# Activity list:
a: Name every class of RNA that the passage on catalytic RNAs gives as belonging to its first class.
b: According to the passage on catalytic RNAs, what does every cell contain more of than DNA or protein?
c: Please carry on the passage on catalytic RNAs from its last sentence.

··· Page extract

This first class of RNAs, which include ribosomal RNAs, tRNAs and snRNAs, are the most ancient genes in all of biology. They have been known by the biological community for the past 40 years and have some of the most important activities inside the cell, such as protein synthesis and RNA splicing. Are there other catalytic RNAs? There must be, but few have been found. Protein enzymes are just better – they are smaller and much more versatile then their RNA counterparts. The RNA enzymes that are still with us are probably too central to biological function for them to be replaced. There is by far more ribosomal RNA in every cell then there is DNA or protein. We are basically huge ribosome creatures. Our cells spend most of their efforts making ribosomes and regulating ribosomal function.

······
··· Raw data

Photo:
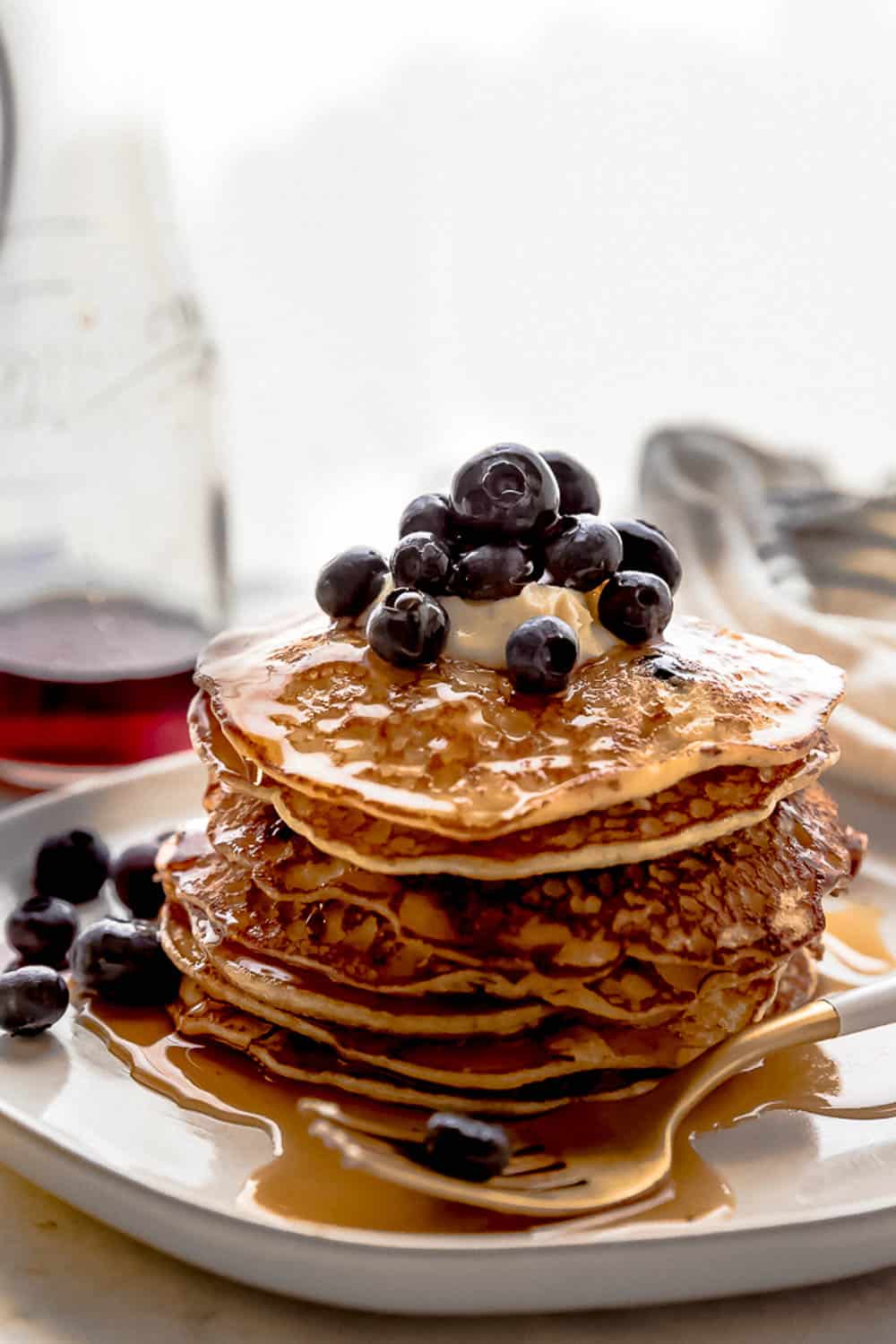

······

# Numbered answers:
a: ribosomal RNAs, tRNAs, snRNAs

b: Ribosomal RNA.

c:
So now we have the second class of genes that specify, ncRNAs, the newly discovered small regulatory RNAs. Although proteins are generally more versatile, RNA does have one advantage, it is a molecule that can pair up with complementary sequences found on other RNA or DNA molecules quite easily. These 20ish nucleotide long RNA creatures employ this advantage to help recognize target RNA and/or DNA sequences that are then acted on by the real enzymes, proteins. So when a miRNA binds to a region of an mRNA, the RISC protein complex can then direct this mRNA to P-bodies where the RNA is silenced. Fundamentally miRNAs regulate how mRNAs are translated.
In addition to these two types of RNAs, people have noticed that there is all this non-specific RNA being transcribed off of non-conserved sequence. Most scientist believe that the actual content of this RNA is probably not important although some believe that the actual act of transcription itself may actually play a role in regulating how the genome is organized.
That leads us to the last important bit of genomic code … the one that is constantly being ignore in popular science.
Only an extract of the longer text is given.